==== Exercise inputs

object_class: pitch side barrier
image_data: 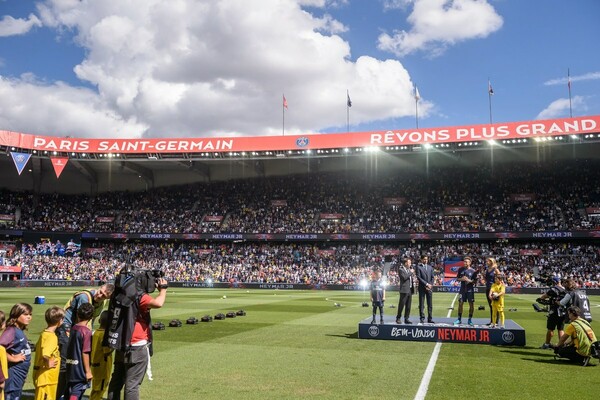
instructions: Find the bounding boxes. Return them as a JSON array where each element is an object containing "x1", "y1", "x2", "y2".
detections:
[
  {"x1": 3, "y1": 280, "x2": 599, "y2": 295},
  {"x1": 3, "y1": 229, "x2": 600, "y2": 241}
]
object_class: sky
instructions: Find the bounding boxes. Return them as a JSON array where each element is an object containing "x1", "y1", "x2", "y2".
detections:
[{"x1": 0, "y1": 0, "x2": 599, "y2": 140}]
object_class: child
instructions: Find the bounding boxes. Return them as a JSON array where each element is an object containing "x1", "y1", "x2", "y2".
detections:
[
  {"x1": 0, "y1": 303, "x2": 33, "y2": 400},
  {"x1": 0, "y1": 310, "x2": 8, "y2": 400},
  {"x1": 90, "y1": 311, "x2": 113, "y2": 400},
  {"x1": 489, "y1": 273, "x2": 506, "y2": 329},
  {"x1": 33, "y1": 306, "x2": 65, "y2": 400},
  {"x1": 370, "y1": 270, "x2": 386, "y2": 324},
  {"x1": 66, "y1": 303, "x2": 94, "y2": 400}
]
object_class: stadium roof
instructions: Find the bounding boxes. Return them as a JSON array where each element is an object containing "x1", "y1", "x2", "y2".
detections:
[{"x1": 2, "y1": 115, "x2": 600, "y2": 194}]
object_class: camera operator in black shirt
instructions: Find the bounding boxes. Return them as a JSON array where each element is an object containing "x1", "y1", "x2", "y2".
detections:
[{"x1": 537, "y1": 277, "x2": 565, "y2": 349}]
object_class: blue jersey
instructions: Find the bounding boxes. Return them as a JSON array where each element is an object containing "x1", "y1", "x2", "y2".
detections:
[
  {"x1": 0, "y1": 326, "x2": 32, "y2": 394},
  {"x1": 457, "y1": 267, "x2": 477, "y2": 293},
  {"x1": 66, "y1": 324, "x2": 93, "y2": 384},
  {"x1": 370, "y1": 279, "x2": 385, "y2": 303}
]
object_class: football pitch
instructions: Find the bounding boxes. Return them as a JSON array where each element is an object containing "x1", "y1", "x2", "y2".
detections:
[{"x1": 1, "y1": 287, "x2": 598, "y2": 399}]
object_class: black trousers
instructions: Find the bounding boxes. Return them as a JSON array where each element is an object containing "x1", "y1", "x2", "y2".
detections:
[
  {"x1": 556, "y1": 345, "x2": 586, "y2": 364},
  {"x1": 418, "y1": 288, "x2": 433, "y2": 320},
  {"x1": 107, "y1": 345, "x2": 150, "y2": 400},
  {"x1": 396, "y1": 293, "x2": 412, "y2": 320},
  {"x1": 486, "y1": 286, "x2": 495, "y2": 323},
  {"x1": 56, "y1": 324, "x2": 71, "y2": 400}
]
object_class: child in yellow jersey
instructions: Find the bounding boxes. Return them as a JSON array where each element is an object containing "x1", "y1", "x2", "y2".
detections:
[
  {"x1": 0, "y1": 311, "x2": 8, "y2": 400},
  {"x1": 33, "y1": 306, "x2": 65, "y2": 400},
  {"x1": 489, "y1": 274, "x2": 506, "y2": 329},
  {"x1": 90, "y1": 311, "x2": 113, "y2": 400}
]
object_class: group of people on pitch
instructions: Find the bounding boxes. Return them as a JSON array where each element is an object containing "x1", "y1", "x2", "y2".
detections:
[
  {"x1": 538, "y1": 276, "x2": 598, "y2": 366},
  {"x1": 370, "y1": 255, "x2": 507, "y2": 327},
  {"x1": 0, "y1": 276, "x2": 168, "y2": 400},
  {"x1": 371, "y1": 256, "x2": 598, "y2": 367}
]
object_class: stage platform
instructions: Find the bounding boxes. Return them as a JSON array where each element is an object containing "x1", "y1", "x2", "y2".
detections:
[{"x1": 358, "y1": 316, "x2": 525, "y2": 346}]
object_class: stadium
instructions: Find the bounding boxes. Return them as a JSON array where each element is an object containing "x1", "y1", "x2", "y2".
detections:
[{"x1": 1, "y1": 114, "x2": 600, "y2": 399}]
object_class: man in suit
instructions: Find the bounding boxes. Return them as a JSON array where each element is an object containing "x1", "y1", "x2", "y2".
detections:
[
  {"x1": 396, "y1": 257, "x2": 414, "y2": 324},
  {"x1": 416, "y1": 254, "x2": 434, "y2": 323}
]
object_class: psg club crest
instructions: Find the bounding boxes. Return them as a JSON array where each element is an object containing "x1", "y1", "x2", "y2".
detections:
[
  {"x1": 502, "y1": 331, "x2": 515, "y2": 344},
  {"x1": 295, "y1": 137, "x2": 309, "y2": 148},
  {"x1": 368, "y1": 325, "x2": 380, "y2": 337},
  {"x1": 10, "y1": 151, "x2": 32, "y2": 175}
]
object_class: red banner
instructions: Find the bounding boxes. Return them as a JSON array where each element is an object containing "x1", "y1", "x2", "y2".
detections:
[
  {"x1": 0, "y1": 265, "x2": 22, "y2": 273},
  {"x1": 85, "y1": 248, "x2": 105, "y2": 255},
  {"x1": 319, "y1": 213, "x2": 344, "y2": 220},
  {"x1": 381, "y1": 249, "x2": 400, "y2": 256},
  {"x1": 444, "y1": 259, "x2": 464, "y2": 279},
  {"x1": 384, "y1": 197, "x2": 406, "y2": 206},
  {"x1": 195, "y1": 249, "x2": 215, "y2": 254},
  {"x1": 444, "y1": 207, "x2": 471, "y2": 216},
  {"x1": 0, "y1": 214, "x2": 14, "y2": 222},
  {"x1": 50, "y1": 157, "x2": 69, "y2": 178},
  {"x1": 1, "y1": 116, "x2": 598, "y2": 154},
  {"x1": 95, "y1": 216, "x2": 115, "y2": 223},
  {"x1": 203, "y1": 216, "x2": 223, "y2": 222},
  {"x1": 519, "y1": 249, "x2": 542, "y2": 256},
  {"x1": 271, "y1": 200, "x2": 288, "y2": 207},
  {"x1": 318, "y1": 250, "x2": 336, "y2": 255},
  {"x1": 586, "y1": 208, "x2": 600, "y2": 216},
  {"x1": 511, "y1": 193, "x2": 537, "y2": 202}
]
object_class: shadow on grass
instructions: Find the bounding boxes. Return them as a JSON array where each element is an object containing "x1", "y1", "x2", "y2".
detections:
[
  {"x1": 22, "y1": 389, "x2": 94, "y2": 399},
  {"x1": 525, "y1": 358, "x2": 597, "y2": 367},
  {"x1": 500, "y1": 348, "x2": 556, "y2": 358},
  {"x1": 326, "y1": 332, "x2": 359, "y2": 339}
]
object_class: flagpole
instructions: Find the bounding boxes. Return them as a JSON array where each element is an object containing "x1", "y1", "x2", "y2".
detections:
[
  {"x1": 488, "y1": 78, "x2": 493, "y2": 124},
  {"x1": 346, "y1": 90, "x2": 350, "y2": 133},
  {"x1": 414, "y1": 85, "x2": 420, "y2": 129},
  {"x1": 282, "y1": 94, "x2": 285, "y2": 136},
  {"x1": 568, "y1": 68, "x2": 573, "y2": 118},
  {"x1": 415, "y1": 96, "x2": 419, "y2": 129}
]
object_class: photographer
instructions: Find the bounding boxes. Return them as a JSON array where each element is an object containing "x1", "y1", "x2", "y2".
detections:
[
  {"x1": 554, "y1": 306, "x2": 597, "y2": 366},
  {"x1": 106, "y1": 270, "x2": 168, "y2": 400},
  {"x1": 56, "y1": 283, "x2": 114, "y2": 400},
  {"x1": 538, "y1": 277, "x2": 565, "y2": 349},
  {"x1": 559, "y1": 279, "x2": 592, "y2": 322}
]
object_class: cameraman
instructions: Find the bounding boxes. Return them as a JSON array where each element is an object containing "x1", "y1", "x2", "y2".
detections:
[
  {"x1": 554, "y1": 306, "x2": 597, "y2": 366},
  {"x1": 559, "y1": 279, "x2": 592, "y2": 322},
  {"x1": 538, "y1": 277, "x2": 565, "y2": 349},
  {"x1": 106, "y1": 275, "x2": 168, "y2": 400}
]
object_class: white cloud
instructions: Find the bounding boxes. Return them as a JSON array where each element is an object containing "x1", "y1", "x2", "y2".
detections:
[
  {"x1": 315, "y1": 14, "x2": 348, "y2": 34},
  {"x1": 544, "y1": 71, "x2": 600, "y2": 86},
  {"x1": 0, "y1": 13, "x2": 42, "y2": 37},
  {"x1": 298, "y1": 0, "x2": 349, "y2": 7},
  {"x1": 382, "y1": 0, "x2": 412, "y2": 11},
  {"x1": 0, "y1": 75, "x2": 147, "y2": 138},
  {"x1": 378, "y1": 0, "x2": 503, "y2": 57},
  {"x1": 536, "y1": 96, "x2": 586, "y2": 120},
  {"x1": 0, "y1": 0, "x2": 426, "y2": 139}
]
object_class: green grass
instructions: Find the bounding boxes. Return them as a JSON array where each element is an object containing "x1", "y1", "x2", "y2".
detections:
[{"x1": 1, "y1": 288, "x2": 599, "y2": 399}]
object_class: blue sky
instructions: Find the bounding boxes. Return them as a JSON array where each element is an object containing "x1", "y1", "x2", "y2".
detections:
[{"x1": 0, "y1": 0, "x2": 599, "y2": 139}]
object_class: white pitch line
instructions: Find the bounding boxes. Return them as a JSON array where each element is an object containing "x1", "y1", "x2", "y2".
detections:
[{"x1": 414, "y1": 294, "x2": 459, "y2": 400}]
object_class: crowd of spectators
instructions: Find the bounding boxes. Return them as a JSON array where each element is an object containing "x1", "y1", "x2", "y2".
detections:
[
  {"x1": 4, "y1": 241, "x2": 599, "y2": 288},
  {"x1": 1, "y1": 159, "x2": 600, "y2": 234},
  {"x1": 2, "y1": 159, "x2": 600, "y2": 288}
]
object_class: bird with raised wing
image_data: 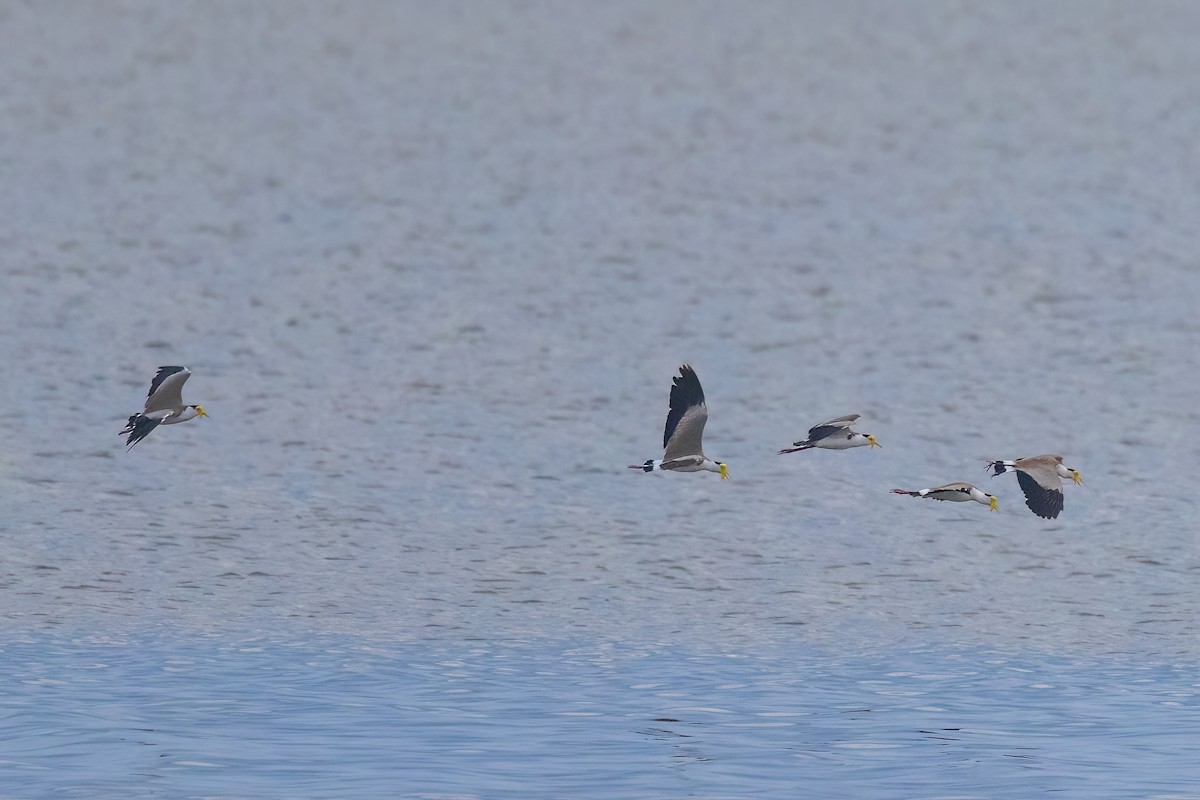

========

• _Work instruction_: Every line above with the string "pitch" in it should be copied into the answer.

• _Exercise solution_:
object_class: pitch side barrier
object_class: football pitch
object_class: group of people on pitch
object_class: white pitch line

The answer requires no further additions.